**Exercise**
Name every gene the lung cancer abstract below presents as among the most promising potential biomarkers for early disease. Give each one's full name and abbreviation.

Review Articles
Are we ready to use biomarkers for staging, prognosis and treatment selection in early-stage non-small-cell lung cancer?
Abstract
Lung cancer accounts for the majority of cancer-related deaths worldwide. At present, platinum-based therapy represents the standard of care in fit stage II and IIIA non-small cell lung cancer (NSCLC) patients following surgical resection. In advanced disease, personalized chemotherapy and targeted biologic therapy based on histological and molecular tumor profiling have already shown promise in terms of optimizing treatment efficacy. While disease stage is associated with outcome and is commonly used to determine adjuvant treatment eligibility, it is known that a subset of patients with early stage disease experience shorter survival than others with the same clinicopathological characteristics. Improved methods for identifying these individuals, at or near the time of initial diagnosis, may inform the decision to pursue adjuvant therapy options. Among the numerous candidate molecular biomarkers, only few gene-expression profiling signatures provide clinically relevant information, while real-time quantitative polymerase-chain reaction (RT-qPCR) strategy involving relatively small numbers of genes offers a practical alternative with high cross-platform performance. mRNA and/or protein expression levels of excision repair cross-complementation group 1 (ERCC1), ribonucleotide reductase M subunit 1 (RRM1) and breast cancer susceptibility gene 1 (BRCA1) are among the most promising potential biomarkers for early disease and their clinical utility is currently being evaluated in randomized phase II and III clinical trials. This review describes the most promising clinicopathological and molecular biomarkers with predictive and prognostic significance in lung cancer that have been identified through advanced research and which could influence adjuvant and neoadjuvant chemotherapy decisions for operable NSCLC in routine clinical practice.

**Provided records**
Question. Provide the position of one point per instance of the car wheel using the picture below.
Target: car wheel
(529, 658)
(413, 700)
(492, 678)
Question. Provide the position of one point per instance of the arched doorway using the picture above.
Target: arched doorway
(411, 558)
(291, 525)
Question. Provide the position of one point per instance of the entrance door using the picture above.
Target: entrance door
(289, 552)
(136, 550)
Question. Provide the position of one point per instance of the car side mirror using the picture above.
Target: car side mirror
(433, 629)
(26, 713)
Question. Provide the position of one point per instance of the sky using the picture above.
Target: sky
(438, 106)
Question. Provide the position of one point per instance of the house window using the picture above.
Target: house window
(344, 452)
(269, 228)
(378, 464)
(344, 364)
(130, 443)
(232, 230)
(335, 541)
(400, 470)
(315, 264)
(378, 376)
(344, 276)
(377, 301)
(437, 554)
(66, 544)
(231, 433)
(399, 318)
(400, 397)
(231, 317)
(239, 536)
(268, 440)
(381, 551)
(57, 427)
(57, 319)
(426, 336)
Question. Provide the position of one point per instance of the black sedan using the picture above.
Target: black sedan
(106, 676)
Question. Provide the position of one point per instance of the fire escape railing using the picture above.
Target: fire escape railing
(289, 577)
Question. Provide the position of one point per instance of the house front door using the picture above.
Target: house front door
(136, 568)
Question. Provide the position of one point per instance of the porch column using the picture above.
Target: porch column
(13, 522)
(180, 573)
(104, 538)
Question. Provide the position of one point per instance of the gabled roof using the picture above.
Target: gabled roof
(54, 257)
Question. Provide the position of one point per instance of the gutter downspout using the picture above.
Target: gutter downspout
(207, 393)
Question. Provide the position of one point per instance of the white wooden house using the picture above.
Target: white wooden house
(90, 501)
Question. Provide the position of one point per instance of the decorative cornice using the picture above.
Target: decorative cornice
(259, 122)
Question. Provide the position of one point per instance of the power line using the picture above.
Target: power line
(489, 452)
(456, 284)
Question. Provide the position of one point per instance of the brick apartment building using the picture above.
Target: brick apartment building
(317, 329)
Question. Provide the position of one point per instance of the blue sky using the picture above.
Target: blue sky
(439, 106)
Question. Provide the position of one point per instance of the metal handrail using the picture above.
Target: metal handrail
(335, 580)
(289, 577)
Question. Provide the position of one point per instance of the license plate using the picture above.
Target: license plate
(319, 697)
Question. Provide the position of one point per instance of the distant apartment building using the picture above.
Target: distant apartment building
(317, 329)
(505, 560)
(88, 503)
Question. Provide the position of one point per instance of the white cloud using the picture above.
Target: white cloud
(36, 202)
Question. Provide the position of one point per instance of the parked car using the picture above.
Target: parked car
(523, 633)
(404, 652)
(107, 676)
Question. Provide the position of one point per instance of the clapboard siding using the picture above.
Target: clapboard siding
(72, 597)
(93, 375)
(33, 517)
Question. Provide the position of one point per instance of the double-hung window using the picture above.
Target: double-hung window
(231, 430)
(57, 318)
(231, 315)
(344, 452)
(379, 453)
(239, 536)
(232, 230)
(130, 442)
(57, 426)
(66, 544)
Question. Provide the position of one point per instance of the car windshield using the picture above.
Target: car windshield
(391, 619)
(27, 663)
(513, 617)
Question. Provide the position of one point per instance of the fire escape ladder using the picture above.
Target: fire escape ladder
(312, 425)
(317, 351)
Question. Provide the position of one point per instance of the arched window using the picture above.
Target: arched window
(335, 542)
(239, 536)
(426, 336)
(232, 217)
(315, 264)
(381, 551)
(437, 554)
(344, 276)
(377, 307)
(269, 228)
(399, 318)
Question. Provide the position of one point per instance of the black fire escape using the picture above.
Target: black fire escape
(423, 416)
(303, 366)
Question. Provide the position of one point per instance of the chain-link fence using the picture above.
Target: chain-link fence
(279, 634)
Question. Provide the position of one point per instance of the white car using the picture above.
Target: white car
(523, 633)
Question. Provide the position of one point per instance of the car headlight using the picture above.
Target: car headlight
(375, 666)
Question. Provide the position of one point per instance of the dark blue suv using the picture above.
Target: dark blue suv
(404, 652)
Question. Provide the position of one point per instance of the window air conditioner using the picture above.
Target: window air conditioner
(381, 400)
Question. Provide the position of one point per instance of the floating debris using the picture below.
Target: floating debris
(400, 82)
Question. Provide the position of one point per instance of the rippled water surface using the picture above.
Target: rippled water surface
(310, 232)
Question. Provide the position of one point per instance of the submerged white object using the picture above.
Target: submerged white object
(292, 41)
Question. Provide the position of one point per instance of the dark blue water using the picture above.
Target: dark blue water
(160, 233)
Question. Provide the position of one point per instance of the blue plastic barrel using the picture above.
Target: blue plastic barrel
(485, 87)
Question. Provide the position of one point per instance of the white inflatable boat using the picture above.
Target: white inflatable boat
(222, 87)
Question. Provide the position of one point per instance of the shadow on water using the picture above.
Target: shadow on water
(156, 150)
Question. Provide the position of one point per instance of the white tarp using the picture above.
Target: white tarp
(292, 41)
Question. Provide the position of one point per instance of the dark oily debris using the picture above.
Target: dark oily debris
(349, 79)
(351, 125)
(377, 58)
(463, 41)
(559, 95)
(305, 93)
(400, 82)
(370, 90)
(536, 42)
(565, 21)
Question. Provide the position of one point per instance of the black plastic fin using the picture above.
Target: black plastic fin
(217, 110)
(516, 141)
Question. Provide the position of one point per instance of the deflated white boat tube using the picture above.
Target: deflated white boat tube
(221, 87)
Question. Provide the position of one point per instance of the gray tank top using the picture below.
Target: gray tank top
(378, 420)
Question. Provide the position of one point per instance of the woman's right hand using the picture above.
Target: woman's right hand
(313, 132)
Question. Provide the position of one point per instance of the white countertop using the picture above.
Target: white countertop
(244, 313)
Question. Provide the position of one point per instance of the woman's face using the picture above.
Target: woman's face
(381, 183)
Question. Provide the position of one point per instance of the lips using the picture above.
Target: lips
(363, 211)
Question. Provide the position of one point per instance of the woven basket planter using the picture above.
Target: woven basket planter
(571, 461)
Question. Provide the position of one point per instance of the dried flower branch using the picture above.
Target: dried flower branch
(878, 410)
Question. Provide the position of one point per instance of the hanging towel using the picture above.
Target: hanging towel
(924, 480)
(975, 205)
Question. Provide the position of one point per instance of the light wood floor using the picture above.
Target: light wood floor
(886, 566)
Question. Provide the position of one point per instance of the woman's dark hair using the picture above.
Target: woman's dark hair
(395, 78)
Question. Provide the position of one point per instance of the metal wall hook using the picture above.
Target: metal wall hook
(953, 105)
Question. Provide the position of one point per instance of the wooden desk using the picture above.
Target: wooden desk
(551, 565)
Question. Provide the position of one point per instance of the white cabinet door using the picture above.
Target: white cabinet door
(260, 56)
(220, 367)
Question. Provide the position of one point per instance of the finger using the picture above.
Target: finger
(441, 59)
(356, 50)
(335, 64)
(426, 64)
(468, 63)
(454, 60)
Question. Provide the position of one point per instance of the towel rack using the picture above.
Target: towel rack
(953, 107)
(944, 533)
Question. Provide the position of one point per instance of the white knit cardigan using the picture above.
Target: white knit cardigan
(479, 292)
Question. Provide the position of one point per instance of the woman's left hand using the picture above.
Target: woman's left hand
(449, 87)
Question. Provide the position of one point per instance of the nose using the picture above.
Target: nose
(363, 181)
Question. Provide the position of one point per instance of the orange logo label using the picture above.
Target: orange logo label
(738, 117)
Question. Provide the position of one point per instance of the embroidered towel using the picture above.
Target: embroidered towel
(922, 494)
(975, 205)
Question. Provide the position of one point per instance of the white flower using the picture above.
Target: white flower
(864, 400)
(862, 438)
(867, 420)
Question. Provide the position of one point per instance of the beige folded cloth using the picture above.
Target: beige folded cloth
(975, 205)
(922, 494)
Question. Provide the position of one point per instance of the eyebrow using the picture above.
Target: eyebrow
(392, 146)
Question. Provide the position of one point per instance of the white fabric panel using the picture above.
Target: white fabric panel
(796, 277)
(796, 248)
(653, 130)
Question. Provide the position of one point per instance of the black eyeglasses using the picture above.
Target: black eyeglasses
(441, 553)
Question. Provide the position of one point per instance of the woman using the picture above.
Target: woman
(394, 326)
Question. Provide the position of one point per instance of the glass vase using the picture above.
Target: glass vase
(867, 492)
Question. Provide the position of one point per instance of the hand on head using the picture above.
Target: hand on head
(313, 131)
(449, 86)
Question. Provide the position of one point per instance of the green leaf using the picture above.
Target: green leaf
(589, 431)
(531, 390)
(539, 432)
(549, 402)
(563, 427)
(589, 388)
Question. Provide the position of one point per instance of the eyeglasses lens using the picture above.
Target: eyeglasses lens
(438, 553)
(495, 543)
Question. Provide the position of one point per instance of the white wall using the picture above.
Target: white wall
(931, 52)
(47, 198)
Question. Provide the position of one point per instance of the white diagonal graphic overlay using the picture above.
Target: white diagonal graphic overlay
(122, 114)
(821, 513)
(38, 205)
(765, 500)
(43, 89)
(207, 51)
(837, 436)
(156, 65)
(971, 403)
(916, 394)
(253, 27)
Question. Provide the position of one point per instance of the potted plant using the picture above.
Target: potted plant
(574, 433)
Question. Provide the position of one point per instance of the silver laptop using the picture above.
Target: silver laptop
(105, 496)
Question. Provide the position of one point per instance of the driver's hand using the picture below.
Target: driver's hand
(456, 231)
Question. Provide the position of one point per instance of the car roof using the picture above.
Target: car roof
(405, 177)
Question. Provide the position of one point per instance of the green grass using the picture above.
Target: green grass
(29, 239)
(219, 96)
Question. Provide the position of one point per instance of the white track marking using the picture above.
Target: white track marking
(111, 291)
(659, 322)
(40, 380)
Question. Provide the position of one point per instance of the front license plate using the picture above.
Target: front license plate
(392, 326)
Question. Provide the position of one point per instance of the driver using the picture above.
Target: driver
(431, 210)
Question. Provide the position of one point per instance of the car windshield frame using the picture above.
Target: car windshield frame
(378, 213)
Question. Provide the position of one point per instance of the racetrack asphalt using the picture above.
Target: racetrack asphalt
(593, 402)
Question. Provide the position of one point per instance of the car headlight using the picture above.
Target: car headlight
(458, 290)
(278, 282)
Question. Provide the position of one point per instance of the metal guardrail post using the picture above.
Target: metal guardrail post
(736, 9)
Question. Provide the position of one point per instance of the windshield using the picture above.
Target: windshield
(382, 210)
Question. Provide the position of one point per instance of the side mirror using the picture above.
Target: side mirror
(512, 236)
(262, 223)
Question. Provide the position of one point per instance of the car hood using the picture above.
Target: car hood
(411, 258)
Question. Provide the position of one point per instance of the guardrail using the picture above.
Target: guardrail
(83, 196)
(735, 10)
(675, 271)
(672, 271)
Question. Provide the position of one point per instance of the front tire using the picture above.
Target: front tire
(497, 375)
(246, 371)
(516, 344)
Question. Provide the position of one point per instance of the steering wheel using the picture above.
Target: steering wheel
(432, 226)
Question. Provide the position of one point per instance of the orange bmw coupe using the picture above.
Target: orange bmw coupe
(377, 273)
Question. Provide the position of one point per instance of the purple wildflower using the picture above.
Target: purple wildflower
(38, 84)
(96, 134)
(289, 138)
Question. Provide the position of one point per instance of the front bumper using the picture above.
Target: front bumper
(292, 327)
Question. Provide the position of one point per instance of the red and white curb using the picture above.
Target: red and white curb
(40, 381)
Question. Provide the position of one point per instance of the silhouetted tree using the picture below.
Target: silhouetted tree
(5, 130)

**Written solution**
- Excision repair cross-complementation group 1 (ERCC1)
- Ribonucleotide reductase M subunit 1 (RRM1)
- Breast cancer susceptibility gene 1 (BRCA1)